Bild: Manche Wohnungsangebote sehen verlockend aus, dahinter lauern aber Betrü…
Berlin taz | Wer in Berlin eine Wohnung sucht, weiß, [1][wie verzweifelt
Menschen angesichts des Wohnungsmangels] sind. Damit steigt auch das
Risiko, auf Betrugsmaschen oder Fake-Inserate reinzufallen. Einen besonders
raffinierten Betrugsversuch hat Sven erlebt, der nicht mit seinem vollen
Namen in der Zeitung stehen möchte. Sven ist Informatiker und wollte mit
seiner Freundin zusammenziehen. 350 Wohnungen haben sie angeschrieben, zu
30 Besichtigungen wurden sie eingeladen.
Darunter war auch ein Angebot auf der Plattform Immoscout. „Das sah seriös
aus“, sagt Sven. Auch die Webseite des angeblichen Vermieters, Bute
Immobilien, sah professionell aus. „Wir kombinieren die digitale
Immobilienverwaltung mit persönlicher Full-Service-Betreuung für eine
zukunftsorientierte Immobilienverwaltung von morgen“, steht dort. Und:
„Eine Hausverwaltung ist eine Sache des Vertrauens.“
Sven und seine Freundin bekommen eine Einladung zu einem
Besichtigungstermin. Ein Stefan Müller aus Hamburg, angeblicher Mitarbeiter
von Bute Immobilien, ruft sie an. Er gibt ihnen die Adresse zu der Wohnung
in Moabit, Altbau, vierter Stock. Der Wohnungsschlüssel ist in einer
Schlüsselbox im Hinterhof, die genaue Lagebeschreibung kommt als PDF in
fließendem Deutsch, mit Farbfotos und Grundriss der Wohnung. Dazu ein Link
zu einer Terminbuchung. „Schaut euch auch [2][die Möbel] an, falls ihr die
haben wollt“, sagt Stefan Müller noch.
Maximal eine halbe Stunde lang dürfen sie sich die Wohnung anschauen, dann
muss man den Schlüssel wieder zurückhängen und Platz machen für die
nächsten Interessent*innen. Berliner Verhältnisse halt, denkt Sven. Allein
betreten sie eine Zweizimmerwohnung, die bewohnt aussieht – was sie stutzig
macht.
= = =
**Aufgabe**. Schreibe den Artikel über den Betrugsversuch bei der Berliner Wohnungssuche nach seinem letzten Satz weiter. Die Datensätze werden hierfür nicht gebraucht.
= = =
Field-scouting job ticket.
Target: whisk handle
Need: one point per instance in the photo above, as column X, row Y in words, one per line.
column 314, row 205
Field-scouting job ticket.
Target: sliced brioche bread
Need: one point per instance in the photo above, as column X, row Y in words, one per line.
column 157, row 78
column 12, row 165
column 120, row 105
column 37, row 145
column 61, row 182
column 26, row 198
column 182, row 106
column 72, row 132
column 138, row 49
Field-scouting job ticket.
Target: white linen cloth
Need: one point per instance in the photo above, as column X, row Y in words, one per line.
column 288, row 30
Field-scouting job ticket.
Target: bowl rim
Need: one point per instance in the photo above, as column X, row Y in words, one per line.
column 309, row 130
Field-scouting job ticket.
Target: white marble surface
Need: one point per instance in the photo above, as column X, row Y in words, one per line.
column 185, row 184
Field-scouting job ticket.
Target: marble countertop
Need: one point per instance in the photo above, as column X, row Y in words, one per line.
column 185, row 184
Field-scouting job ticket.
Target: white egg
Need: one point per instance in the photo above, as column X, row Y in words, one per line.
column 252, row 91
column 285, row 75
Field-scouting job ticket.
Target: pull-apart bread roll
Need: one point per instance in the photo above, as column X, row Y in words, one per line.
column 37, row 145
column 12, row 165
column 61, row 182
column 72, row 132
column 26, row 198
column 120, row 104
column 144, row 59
= = =
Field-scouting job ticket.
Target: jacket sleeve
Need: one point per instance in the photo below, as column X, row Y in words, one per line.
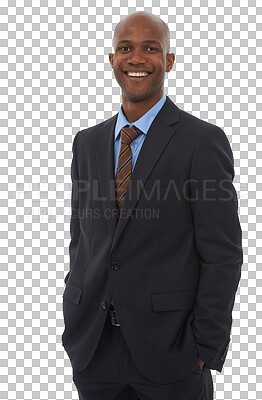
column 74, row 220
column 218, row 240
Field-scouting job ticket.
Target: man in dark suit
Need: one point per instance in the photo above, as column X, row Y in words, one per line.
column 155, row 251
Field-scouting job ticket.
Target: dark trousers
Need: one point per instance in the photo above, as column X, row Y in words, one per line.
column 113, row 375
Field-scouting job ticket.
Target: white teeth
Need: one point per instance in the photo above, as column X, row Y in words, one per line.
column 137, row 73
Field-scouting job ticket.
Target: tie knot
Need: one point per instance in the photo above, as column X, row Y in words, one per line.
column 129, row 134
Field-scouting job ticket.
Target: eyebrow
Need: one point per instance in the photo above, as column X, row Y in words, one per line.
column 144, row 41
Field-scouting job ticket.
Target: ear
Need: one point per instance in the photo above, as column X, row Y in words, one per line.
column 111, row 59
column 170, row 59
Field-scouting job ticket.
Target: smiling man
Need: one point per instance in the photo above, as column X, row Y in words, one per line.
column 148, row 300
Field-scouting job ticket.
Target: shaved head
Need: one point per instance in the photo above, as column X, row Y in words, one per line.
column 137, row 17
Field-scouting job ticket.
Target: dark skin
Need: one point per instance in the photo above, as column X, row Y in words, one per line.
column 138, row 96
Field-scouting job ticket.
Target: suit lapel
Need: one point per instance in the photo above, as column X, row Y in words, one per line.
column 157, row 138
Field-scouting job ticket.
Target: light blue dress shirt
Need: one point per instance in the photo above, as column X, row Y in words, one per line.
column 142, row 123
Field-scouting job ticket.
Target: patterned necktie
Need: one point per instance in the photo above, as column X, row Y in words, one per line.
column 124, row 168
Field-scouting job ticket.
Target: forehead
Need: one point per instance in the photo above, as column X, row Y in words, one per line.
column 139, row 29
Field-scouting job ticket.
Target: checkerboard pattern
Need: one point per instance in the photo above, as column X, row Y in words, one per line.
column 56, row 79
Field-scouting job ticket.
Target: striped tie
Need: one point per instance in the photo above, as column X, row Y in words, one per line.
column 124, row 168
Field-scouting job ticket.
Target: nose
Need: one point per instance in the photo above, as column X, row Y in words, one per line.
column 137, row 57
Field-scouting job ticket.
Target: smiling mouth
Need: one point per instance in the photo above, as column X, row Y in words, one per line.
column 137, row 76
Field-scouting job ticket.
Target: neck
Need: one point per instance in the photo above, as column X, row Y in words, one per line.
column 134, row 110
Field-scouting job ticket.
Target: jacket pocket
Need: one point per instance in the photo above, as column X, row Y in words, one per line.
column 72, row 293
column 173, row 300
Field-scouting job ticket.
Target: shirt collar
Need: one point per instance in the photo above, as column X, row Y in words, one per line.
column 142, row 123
= = =
**Musterlösung**.
## Ausgeklügelte Masche
Sven bekundet trotzdem Interesse und kurz darauf kommt per Mail tatsächlich
die Zusage von Stefan Müller. Er schickt den beiden einen Mietvertrag und
fordert die Kaution und die erste Monatsmiete im Voraus, insgesamt ein paar
Tausend Euro. Auf einer Liste bietet er ihnen außerdem Möbel und
Gegenstände aus der Wohnung zum Verkauf an. Dazu schickt er eine Kopie
seines Personalausweises. „Er war extrem freundlich und professionell“,
sagt Sven.
Doch den beiden ist das Ganze trotzdem nicht geheuer. Es kommt ihnen
komisch vor, niemanden persönlich zu treffen. In der Wohnung hatte Sven
einen Zettel mit Namen, Adresse und der E-Mail von einem Tobias S.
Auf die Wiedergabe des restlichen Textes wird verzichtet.